**TASK DETAILS**
Copy the records below exactly.

**Stored items from a collection**
^^^^^^^^^^^^^^^^
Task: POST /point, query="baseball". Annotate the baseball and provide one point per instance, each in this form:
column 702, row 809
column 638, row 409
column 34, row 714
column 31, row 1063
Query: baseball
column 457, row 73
^^^^^^^^^^^^^^^^
**PROBLEM SOLUTION**
Task: POST /point, query="baseball". Annotate the baseball and provide one point per instance, each in this form:
column 702, row 809
column 638, row 409
column 34, row 714
column 31, row 1063
Query: baseball
column 457, row 73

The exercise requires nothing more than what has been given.